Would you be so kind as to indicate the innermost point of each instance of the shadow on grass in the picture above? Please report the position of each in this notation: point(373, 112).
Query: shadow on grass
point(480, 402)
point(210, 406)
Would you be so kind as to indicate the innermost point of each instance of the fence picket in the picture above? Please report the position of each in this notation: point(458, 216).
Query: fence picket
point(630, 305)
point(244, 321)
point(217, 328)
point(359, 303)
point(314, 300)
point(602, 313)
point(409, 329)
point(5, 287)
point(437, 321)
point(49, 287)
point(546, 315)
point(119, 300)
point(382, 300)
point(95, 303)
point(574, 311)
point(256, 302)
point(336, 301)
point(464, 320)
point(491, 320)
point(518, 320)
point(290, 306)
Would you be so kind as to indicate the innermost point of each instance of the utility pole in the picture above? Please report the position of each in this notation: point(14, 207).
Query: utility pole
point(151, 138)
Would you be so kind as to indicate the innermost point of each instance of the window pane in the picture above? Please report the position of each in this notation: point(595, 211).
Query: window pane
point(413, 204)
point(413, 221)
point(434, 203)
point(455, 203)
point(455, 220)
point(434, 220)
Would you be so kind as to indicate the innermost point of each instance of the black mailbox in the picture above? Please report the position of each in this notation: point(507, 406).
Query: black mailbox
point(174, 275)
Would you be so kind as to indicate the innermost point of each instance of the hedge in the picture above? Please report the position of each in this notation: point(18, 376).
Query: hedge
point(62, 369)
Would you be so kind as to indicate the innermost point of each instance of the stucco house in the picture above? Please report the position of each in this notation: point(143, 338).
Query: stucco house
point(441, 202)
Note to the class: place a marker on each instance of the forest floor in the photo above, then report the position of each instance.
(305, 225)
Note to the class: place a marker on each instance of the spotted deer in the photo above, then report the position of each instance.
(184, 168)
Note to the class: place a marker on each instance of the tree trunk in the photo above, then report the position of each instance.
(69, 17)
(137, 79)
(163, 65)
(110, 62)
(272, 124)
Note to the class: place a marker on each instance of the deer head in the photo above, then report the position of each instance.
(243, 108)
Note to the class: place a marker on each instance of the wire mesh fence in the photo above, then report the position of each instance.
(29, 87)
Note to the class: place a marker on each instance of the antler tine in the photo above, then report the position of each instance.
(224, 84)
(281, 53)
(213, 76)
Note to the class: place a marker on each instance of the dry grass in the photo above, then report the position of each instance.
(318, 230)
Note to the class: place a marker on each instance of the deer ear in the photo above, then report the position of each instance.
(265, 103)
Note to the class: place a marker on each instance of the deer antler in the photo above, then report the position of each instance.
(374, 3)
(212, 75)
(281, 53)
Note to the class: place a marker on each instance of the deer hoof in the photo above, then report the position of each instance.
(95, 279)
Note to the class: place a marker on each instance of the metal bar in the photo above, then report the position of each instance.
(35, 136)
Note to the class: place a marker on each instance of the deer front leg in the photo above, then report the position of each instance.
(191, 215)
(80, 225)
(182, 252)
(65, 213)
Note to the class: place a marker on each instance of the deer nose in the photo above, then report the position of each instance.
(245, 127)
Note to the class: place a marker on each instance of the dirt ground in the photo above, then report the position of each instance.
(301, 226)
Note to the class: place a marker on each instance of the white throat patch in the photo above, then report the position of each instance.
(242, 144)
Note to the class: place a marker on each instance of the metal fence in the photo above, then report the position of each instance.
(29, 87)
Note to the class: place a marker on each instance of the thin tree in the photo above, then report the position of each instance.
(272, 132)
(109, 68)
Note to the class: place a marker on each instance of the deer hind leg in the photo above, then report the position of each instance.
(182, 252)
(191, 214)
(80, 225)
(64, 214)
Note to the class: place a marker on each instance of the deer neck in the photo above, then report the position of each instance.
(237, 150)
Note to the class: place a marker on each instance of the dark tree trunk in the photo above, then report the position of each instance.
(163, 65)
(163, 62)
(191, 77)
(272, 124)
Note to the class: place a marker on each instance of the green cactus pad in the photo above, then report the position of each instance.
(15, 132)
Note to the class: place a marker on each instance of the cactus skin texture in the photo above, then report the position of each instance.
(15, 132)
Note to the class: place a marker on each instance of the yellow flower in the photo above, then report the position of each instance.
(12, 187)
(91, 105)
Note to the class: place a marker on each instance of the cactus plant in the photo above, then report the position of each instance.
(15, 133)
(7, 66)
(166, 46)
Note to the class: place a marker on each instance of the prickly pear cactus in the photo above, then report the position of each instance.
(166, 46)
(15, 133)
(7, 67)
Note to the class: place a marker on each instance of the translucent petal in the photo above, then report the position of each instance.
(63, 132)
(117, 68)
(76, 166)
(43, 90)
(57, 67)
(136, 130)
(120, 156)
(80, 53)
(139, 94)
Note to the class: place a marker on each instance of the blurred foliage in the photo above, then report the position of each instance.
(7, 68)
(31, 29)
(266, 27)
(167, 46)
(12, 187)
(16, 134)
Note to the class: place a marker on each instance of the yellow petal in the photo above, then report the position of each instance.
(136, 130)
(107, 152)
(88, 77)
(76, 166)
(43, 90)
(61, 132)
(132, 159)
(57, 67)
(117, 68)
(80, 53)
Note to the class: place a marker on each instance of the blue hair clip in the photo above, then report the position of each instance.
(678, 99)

========================================================================

• What is being asked
What you return should match the data character for character.

• Written answer
Would you be so kind as to indicate the innermost point of each instance of the shadow on grass in the picture above? Please report the position of each in this notation: point(373, 112).
Query: shadow on grass
point(480, 402)
point(210, 406)
Would you be so kind as to indicate the innermost point of each instance of the fence picket in the picture above? Please report the position of each in this notation: point(458, 216).
Query: fence picket
point(630, 305)
point(244, 321)
point(217, 328)
point(359, 303)
point(314, 300)
point(602, 313)
point(409, 329)
point(5, 287)
point(437, 321)
point(49, 287)
point(546, 315)
point(119, 300)
point(382, 300)
point(95, 303)
point(574, 311)
point(256, 302)
point(336, 301)
point(464, 320)
point(491, 320)
point(518, 320)
point(290, 306)
Would you be so kind as to indicate the innermost point of each instance of the utility pole in the picture above? Please report the position of each in this notation: point(14, 207).
Query: utility pole
point(151, 138)
Would you be so kind as to indicate the innermost point of each instance of the window pane in the picture above? Please report the position of each in this notation: point(595, 211).
Query: window pane
point(413, 204)
point(413, 221)
point(434, 203)
point(455, 203)
point(455, 220)
point(434, 220)
Would you be so kind as to indicate the innermost point of each instance of the black mailbox in the picture above? Please report the position of each in this notation: point(507, 406).
Query: black mailbox
point(174, 275)
Would you be so kind as to indicate the innermost point of each instance of the hedge in the picture above? Please report the position of each in this notation: point(18, 376).
Query: hedge
point(62, 369)
Would you be so kind as to indicate the innermost point of each instance of the stucco house in the picture above? Please report the position of each in this notation: point(143, 338).
Query: stucco house
point(441, 202)
Note to the class: place a marker on each instance of the forest floor in the photo above, then report the position of each instance.
(305, 225)
Note to the class: place a marker on each instance of the spotted deer in the photo above, then report the position of each instance.
(184, 168)
Note to the class: place a marker on each instance of the tree trunk in the photo above, then report the position of each instance.
(69, 17)
(137, 79)
(163, 65)
(110, 62)
(272, 124)
Note to the class: place a marker on each instance of the deer head in the photo above, then report the position of each instance.
(243, 108)
Note to the class: place a marker on each instance of the wire mesh fence in the photo above, then report the position of each instance.
(29, 87)
Note to the class: place a marker on each instance of the antler tine in the photo above, then report the position of each instance.
(224, 84)
(281, 53)
(213, 76)
Note to the class: place a marker on each instance of the dry grass in the photo above, then report the position of each instance.
(318, 230)
Note to the class: place a marker on each instance of the deer ear in the photo above, then report the position of each instance.
(265, 103)
Note to the class: place a marker on each instance of the deer antler in the photo above, then report the position of each instance.
(374, 3)
(212, 75)
(281, 53)
Note to the class: place a marker on each instance of the deer hoof in the photo above, then report the position of each instance.
(95, 279)
Note to the class: place a marker on each instance of the metal bar in the photo above, then report the position of each instance.
(35, 136)
Note to the class: place a marker on each instance of the deer front leg in the photo above, then report the position of each instance.
(191, 215)
(80, 225)
(182, 252)
(65, 213)
Note to the class: place a marker on each instance of the deer nose in the photo above, then report the position of each instance.
(245, 127)
Note to the class: place a marker on each instance of the dirt ground in the photo above, then report the position of each instance.
(301, 226)
Note to the class: place a marker on each instance of the white throat patch in the photo above, then report the position of each instance.
(242, 144)
Note to the class: place a marker on each instance of the metal fence in the photo above, then report the position of each instance.
(29, 87)
Note to the class: place a marker on each instance of the thin tree in the photo above, then report the position of each instance.
(272, 132)
(109, 68)
Note to the class: place a marker on each instance of the deer hind leg in the photo above, then report the position of each instance.
(182, 252)
(191, 214)
(80, 225)
(64, 214)
Note to the class: place a marker on each instance of the deer neck in the photo above, then report the position of each instance.
(237, 150)
Note to the class: place a marker on each instance of the dark tree trunk in the photo above, then report the position of each instance.
(163, 65)
(163, 62)
(191, 77)
(272, 124)
Note to the class: place a marker on each instance of the green cactus pad in the photo above, then report the position of each instance.
(15, 132)
Note to the class: place a marker on each instance of the cactus skin texture in the photo above, then report the position of each instance.
(15, 132)
Note to the class: place a marker on each instance of the yellow flower in the photo above, then report the position of each instance.
(12, 187)
(91, 105)
Note to the class: place a marker on each instance of the cactus plant in the photo above, then report the position of each instance.
(15, 133)
(7, 66)
(166, 46)
Note to the class: place a marker on each instance of the prickly pear cactus in the photo above, then report the position of each instance.
(166, 46)
(15, 133)
(7, 67)
Note to the class: place a marker on each instance of the translucent petal in the photo above, then report the position of each instance.
(63, 132)
(117, 68)
(76, 166)
(43, 90)
(57, 67)
(136, 130)
(120, 156)
(80, 53)
(139, 94)
Note to the class: place a marker on each instance of the blurred foliage in the photo above, then report the position of each instance.
(7, 68)
(31, 29)
(266, 27)
(167, 46)
(12, 187)
(16, 134)
Note to the class: place a marker on each instance of the yellow petal in the photo above, then report the position of each instance.
(136, 130)
(107, 152)
(88, 77)
(76, 166)
(43, 90)
(61, 132)
(132, 159)
(57, 67)
(117, 68)
(80, 53)
Note to the class: place a marker on each instance of the blue hair clip in the photo above, then report the position of each instance.
(678, 99)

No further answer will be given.